## begin Available data

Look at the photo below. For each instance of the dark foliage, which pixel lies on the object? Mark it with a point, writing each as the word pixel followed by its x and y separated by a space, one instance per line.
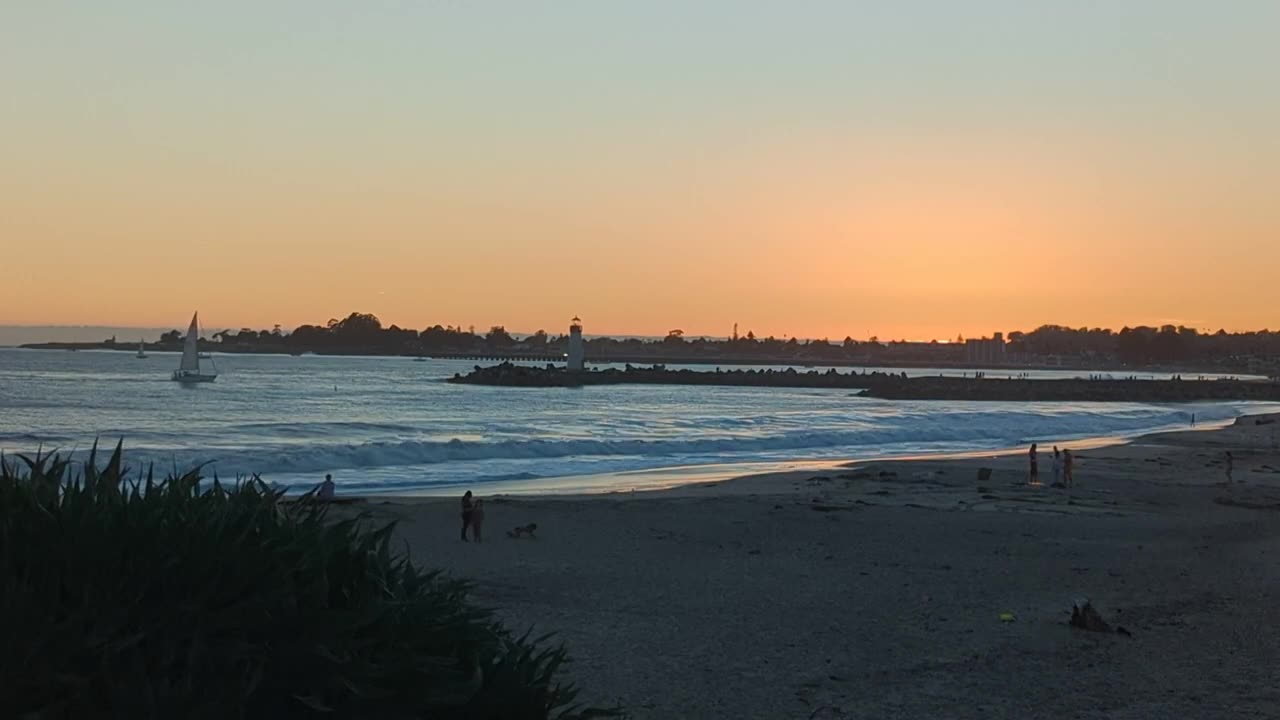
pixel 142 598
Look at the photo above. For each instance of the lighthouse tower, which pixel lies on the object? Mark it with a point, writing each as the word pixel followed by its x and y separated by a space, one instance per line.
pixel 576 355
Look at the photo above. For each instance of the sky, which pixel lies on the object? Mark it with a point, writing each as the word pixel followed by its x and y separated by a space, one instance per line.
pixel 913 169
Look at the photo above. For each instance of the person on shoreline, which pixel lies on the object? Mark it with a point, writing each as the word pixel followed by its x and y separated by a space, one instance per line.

## end Available data

Make an exact copy of the data above, pictures excluded.

**The solution:**
Look at the photo below. For each instance of the dark foliage, which pixel lies on the object? Mark it with a point, writing each as the word pixel followed by its x and y separated by a space, one instance per line.
pixel 142 598
Look at the photo above. For each instance of the lighthouse tower, which pixel lies on the object? Mark it with a point, writing each as the word pixel followed by its x and y separated by a space, one instance per line.
pixel 576 355
Look at the photo above. For each instance of the sky, which pixel lies on the object? Mark it with a point, writing each as the word pixel followed by its x and y separated by a space, one instance per line.
pixel 913 169
Look at the photo above. For each instance of the person on shoreline, which pixel lies on the object? Mark it with a point, writing each as the word pixel followed by its x and y separated by a space, one instance per line.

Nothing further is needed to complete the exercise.